▶ [Supplied text]
......
← Back to Blog

Crispy Beer Battered Fish -- When the Smoker Arrives and the Fire Moves Forward

The restaurant smoker arrived. The custom forty-two-inch offset, fabricated in Lockhart, Texas, delivered to the Westheimer space on a flatbed truck on Wednesday morning. I was there. Lily was there. James was there. The fabricator's delivery team — two guys from the Hill Country with serious faces and the careful hands of men who transport things that matter — unloaded it with a forklift and set it in the window frame. It fit. Exactly. The measurements I'd spec'd, the clearances I'd calculated, the chimney placement I'd drawn on a napkin two years ago — it all fit.

The smoker is beautiful. Matte black steel, thick-gauge, with a firebox that could hold twenty pounds of oak. The name — SMOKE AND NUOC MAM — is laser-cut into the side panel in clean block letters. Through the plate glass window, from the sidewalk on Westheimer, you can see it. You can see the heart of the restaurant. James stood in front of it and put his hand on the side and didn't say anything for a minute. Then he said, "This is real." I said, "Yeah." He said, "Bobby — this is real." I said, "I know, son." I called him son. I've never done that before. It came out naturally, like it had been waiting.

Lily stood in the doorway and looked at the smoker and then looked at me and said, "Thank you, Dad." I said, "Don't thank me. Open the restaurant. That's how you thank me." She nodded. She turned back to the smoker. The three of us stood in the half-built restaurant on Westheimer in Montrose and looked at the thing that would define the next chapter of all our lives, and the afternoon sun came through the window and lit up the steel and the name and the dust in the air, and it looked like the beginning of something. Because it was.

Went home and smoked a brisket. Not for any reason. Just because. Fourteen hours over oak, the fish sauce lemongrass rub, the patience. The same thing I've done a thousand times. But this time, looking at my backyard smoker, I thought about the one on Westheimer, the one in the window, the one with my daughter's name on the side. The chain extends. Mr. Clarence to Bobby to Lily. The fire moves forward.

That night, after the smoker was in the window and James had said “this is real” and Lily had said “thank you, Dad,” I didn’t want anything complicated — I wanted something hot and honest and done with my hands. Beer battered fish is that. It’s the kind of food that asks you to pay attention, to get the oil right, to trust the batter, and then rewards you with something golden and simple and true. The big smoker on Westheimer will do the slow work. This is the fast work — the kind that brings you back to yourself after a day that changed everything.
......
▶ [Input material]
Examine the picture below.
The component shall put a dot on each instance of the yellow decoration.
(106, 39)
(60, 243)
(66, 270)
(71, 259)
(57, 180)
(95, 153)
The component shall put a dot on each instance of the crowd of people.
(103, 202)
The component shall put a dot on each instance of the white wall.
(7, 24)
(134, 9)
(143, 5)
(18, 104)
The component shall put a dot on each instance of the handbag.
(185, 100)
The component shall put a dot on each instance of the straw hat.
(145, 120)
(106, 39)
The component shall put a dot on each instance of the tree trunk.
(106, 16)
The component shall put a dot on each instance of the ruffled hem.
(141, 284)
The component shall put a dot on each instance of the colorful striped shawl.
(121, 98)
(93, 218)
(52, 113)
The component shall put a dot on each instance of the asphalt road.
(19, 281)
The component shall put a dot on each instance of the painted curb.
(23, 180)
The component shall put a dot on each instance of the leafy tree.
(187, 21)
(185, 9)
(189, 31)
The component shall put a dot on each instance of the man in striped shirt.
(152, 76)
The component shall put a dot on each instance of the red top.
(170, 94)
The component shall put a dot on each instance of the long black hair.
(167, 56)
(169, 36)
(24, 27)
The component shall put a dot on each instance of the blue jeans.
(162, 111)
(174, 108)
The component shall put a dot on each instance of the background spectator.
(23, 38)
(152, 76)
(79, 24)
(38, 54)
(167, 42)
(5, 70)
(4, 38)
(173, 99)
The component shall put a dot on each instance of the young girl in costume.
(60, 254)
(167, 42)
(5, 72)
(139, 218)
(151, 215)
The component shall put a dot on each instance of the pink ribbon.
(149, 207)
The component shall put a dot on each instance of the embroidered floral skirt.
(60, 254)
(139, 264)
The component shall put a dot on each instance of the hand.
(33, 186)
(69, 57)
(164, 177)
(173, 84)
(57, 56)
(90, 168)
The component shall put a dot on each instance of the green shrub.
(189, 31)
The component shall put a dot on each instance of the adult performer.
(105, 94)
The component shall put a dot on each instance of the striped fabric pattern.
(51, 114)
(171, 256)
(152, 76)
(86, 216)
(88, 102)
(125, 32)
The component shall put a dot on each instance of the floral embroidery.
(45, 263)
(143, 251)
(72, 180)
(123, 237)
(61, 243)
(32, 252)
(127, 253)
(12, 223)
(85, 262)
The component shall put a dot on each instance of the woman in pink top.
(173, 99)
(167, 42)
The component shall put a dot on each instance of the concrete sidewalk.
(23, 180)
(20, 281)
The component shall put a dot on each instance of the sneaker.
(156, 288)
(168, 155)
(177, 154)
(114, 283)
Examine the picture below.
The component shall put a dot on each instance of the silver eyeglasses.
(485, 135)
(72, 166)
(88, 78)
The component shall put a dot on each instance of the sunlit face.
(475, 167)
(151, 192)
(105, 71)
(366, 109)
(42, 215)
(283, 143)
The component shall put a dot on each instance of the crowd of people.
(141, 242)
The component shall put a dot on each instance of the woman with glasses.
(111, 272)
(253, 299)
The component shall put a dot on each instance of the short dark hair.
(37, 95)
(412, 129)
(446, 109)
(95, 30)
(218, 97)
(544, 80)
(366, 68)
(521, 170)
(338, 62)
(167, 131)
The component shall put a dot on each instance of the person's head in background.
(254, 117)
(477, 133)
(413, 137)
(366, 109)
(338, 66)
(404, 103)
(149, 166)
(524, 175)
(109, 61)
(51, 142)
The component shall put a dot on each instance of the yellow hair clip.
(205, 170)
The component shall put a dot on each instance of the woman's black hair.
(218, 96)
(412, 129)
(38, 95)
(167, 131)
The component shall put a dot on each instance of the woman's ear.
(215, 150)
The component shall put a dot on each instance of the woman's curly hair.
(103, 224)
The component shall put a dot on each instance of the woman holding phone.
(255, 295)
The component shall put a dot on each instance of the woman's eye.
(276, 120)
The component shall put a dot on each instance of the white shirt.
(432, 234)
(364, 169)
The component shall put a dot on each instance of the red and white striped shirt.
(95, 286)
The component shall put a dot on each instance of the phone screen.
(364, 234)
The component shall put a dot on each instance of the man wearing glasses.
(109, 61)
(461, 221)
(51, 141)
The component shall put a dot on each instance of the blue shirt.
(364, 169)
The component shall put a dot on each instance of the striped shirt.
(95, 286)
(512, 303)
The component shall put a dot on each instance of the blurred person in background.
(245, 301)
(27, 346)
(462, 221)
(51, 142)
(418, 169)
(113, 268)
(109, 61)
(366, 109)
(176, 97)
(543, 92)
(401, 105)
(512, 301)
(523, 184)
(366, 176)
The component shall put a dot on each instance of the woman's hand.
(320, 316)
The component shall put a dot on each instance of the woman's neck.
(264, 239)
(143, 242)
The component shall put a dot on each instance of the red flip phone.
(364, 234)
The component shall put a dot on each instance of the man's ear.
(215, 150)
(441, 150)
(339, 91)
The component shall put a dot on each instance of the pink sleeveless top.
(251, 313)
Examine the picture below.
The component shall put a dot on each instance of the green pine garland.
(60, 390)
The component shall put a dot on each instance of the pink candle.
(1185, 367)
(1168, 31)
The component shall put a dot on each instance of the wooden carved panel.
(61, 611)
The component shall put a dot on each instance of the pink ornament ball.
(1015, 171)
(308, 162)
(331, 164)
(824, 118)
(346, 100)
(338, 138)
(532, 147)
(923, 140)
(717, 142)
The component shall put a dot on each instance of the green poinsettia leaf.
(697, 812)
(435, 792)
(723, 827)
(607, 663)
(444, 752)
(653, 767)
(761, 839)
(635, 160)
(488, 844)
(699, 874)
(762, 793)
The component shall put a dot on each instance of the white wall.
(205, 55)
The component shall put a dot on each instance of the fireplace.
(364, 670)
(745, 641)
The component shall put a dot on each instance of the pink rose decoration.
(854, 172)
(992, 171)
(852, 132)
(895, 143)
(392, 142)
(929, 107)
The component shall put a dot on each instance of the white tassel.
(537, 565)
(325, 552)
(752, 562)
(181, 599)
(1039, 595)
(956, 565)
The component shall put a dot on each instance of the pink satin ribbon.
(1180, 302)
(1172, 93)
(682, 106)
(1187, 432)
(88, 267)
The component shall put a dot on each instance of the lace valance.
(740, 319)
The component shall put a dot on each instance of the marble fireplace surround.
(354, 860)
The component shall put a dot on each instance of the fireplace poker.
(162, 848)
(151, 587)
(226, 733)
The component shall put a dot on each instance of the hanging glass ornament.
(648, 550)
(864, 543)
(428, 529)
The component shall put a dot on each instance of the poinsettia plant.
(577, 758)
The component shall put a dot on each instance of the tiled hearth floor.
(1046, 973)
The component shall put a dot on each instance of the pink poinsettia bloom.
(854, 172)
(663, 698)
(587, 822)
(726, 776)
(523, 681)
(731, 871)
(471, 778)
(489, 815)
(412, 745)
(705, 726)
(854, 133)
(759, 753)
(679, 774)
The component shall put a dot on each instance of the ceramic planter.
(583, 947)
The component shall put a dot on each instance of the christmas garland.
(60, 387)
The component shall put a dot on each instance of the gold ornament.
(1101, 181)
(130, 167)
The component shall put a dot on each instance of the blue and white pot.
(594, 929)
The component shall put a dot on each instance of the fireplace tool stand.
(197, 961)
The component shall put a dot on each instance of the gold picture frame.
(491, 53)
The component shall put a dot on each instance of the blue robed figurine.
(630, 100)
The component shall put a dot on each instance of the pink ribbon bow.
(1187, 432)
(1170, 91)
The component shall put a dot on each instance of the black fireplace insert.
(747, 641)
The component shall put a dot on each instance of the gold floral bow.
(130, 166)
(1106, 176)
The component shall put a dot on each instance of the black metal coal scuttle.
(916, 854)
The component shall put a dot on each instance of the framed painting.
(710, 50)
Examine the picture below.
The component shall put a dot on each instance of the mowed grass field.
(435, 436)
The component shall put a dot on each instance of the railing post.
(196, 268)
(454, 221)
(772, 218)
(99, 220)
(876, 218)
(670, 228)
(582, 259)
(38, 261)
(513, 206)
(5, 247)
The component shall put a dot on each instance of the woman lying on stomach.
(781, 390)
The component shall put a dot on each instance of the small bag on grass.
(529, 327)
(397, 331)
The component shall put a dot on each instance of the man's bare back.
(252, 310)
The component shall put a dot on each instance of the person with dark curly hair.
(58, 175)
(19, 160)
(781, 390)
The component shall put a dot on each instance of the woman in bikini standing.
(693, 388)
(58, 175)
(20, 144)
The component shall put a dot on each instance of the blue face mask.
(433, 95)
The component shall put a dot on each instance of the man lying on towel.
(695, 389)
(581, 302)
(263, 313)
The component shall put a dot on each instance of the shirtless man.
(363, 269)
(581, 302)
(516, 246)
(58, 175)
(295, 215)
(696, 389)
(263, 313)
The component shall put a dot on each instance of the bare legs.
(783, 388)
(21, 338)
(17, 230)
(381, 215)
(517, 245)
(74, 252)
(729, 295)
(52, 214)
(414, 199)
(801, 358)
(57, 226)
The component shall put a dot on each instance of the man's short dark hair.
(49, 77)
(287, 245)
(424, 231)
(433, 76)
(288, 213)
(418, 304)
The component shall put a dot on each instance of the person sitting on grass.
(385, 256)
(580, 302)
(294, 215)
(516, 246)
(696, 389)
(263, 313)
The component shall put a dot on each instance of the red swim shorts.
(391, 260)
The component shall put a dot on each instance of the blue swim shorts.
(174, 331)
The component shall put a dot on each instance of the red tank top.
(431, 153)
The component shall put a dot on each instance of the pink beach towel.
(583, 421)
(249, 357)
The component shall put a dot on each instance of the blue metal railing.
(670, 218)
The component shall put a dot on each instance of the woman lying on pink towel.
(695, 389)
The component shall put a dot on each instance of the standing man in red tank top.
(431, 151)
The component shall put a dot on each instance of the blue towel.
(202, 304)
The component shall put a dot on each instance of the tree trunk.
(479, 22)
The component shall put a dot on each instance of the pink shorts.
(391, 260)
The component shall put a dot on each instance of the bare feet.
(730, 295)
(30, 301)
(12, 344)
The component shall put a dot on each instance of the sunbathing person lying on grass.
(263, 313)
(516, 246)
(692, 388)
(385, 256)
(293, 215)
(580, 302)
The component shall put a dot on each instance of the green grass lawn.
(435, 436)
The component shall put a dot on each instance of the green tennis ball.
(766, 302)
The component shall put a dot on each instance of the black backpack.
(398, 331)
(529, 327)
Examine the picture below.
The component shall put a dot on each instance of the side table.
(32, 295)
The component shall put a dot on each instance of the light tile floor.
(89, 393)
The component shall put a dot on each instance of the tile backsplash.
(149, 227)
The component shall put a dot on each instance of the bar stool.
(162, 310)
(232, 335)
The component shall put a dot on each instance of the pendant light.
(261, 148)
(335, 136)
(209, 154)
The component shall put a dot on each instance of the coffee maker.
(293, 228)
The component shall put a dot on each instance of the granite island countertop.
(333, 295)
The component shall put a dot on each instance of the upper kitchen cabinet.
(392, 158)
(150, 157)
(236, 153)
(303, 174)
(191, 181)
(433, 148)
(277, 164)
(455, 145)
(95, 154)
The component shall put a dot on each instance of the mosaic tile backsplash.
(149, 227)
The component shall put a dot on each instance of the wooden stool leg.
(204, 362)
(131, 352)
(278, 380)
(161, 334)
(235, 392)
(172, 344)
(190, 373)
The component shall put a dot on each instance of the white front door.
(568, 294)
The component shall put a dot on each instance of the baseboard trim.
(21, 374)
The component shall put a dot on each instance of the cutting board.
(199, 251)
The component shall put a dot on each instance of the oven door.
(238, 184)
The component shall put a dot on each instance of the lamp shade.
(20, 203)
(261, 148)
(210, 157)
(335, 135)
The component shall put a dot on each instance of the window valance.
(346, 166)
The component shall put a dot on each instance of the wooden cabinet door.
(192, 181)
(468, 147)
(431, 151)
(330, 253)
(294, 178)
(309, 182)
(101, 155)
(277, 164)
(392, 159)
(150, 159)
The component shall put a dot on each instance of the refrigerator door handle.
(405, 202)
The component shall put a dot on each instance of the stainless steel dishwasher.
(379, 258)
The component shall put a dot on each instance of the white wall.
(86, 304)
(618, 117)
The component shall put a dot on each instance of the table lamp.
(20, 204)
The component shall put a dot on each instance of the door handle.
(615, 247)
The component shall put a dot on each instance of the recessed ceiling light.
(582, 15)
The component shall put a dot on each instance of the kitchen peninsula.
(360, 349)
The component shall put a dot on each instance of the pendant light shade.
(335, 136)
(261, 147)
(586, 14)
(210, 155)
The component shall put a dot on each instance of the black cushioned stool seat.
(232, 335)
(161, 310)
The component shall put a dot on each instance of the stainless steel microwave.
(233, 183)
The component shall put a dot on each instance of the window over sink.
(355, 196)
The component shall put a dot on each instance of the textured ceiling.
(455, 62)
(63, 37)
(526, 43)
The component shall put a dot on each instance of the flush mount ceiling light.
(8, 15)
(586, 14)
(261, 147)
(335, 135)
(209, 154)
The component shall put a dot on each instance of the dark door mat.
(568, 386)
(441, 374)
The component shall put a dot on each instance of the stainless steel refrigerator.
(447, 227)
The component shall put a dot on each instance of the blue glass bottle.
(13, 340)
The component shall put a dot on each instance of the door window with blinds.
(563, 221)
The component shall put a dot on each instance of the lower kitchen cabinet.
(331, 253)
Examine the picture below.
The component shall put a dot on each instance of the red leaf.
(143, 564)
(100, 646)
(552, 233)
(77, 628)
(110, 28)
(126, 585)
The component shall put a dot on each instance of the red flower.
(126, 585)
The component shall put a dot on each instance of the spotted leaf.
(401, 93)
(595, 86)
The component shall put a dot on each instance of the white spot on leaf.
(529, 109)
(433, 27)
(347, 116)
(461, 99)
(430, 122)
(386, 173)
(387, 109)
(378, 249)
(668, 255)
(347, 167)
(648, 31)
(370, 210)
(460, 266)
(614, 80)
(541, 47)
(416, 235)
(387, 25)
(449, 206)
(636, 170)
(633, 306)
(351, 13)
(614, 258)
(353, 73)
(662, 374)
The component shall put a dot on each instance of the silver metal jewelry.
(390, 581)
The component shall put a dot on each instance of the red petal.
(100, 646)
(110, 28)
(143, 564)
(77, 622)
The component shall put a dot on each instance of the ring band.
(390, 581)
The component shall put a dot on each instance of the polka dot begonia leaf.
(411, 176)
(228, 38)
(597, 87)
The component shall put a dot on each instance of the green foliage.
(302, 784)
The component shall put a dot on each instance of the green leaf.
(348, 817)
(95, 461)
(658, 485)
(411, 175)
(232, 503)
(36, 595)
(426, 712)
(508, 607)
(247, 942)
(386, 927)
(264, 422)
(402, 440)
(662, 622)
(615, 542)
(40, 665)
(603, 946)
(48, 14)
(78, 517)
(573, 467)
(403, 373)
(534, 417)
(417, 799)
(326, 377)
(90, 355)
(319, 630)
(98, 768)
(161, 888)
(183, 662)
......
▶ [Tasks to carry out]
1. List each line in the entries that contains the string "standing", treating uppercase and lowercase as different.
2. Go on with the beer battered fish post, starting right after its final sentence.
The entries are unrelated to the beer battered fish post.

▶ [Task-by-task answers]
1.
The component shall put a dot on each instance of the woman in bikini standing.
The component shall put a dot on each instance of the standing man in red tank top.

2.
Crispy Beer Battered Fish

Prep Time: 15 minutes | Cook Time: 20 minutes | Total Time: 35 minutes | Servings: 4

Ingredients

  • 1 1/2 lbs white fish fillets (cod, haddock, or pollock), cut into pieces
  • 1 1/2 cups all-purpose flour, divided
  • 1 teaspoon baking powder
  • 1 teaspoon garlic powder
  • 1 teaspoon onion powder
  • 1/2 teaspoon smoked paprika
  • 1/2 teaspoon kosher salt, plus more for finishing
  • 1/4 teaspoon black pepper
  • 1 cup cold beer (lager or pale ale)
  • 1 large egg
  • Vegetable oil, for frying (about 4 cups)
  • Lemon wedges, for serving
  • Tartar sauce or malt vinegar, for serving

Instructions

  1. Dry the fish. Pat the fish fillets dry with paper towels on all sides. Season lightly with salt and pepper. Set aside on a rack.
  2. Make the batter. In a large bowl, whisk together 1 cup of flour, the baking powder, garlic powder, onion powder, smoked paprika, 1/2 teaspoon salt, and black pepper. Add the cold beer and egg and whisk until a smooth batter forms — a few small lumps are fine. Do not overmix. Keep the batter cold.
  3. Set up for dredging. Place the remaining 1/2 cup flour in a shallow dish. Working with one piece at a time, dredge each fish piece in the dry flour and shake off the excess. This helps the batter adhere.
  4. Heat the oil. Pour vegetable oil into a heavy-bottomed pot or Dutch oven to a depth of about 3 inches. Heat over medium-high heat to 375°F. Use a thermometer — temperature control is the difference between crispy and greasy.
  5. Fry the fish. Dip each flour-dusted fish piece into the beer batter, letting the excess drip off, then carefully lower into the hot oil. Fry in batches — do not crowd the pot — for 3 to 4 minutes per side, until deep golden and crispy. The internal temperature should reach 145°F.
  6. Drain and season. Remove the fried fish with a slotted spoon or spider and transfer to a wire rack set over a baking sheet. Season immediately with a pinch of kosher salt. Do not place on paper towels or the bottom will steam and go soft.
  7. Serve. Serve hot with lemon wedges and tartar sauce or a splash of malt vinegar. Best eaten immediately while the crust is at its crispiest.

Nutrition (per serving)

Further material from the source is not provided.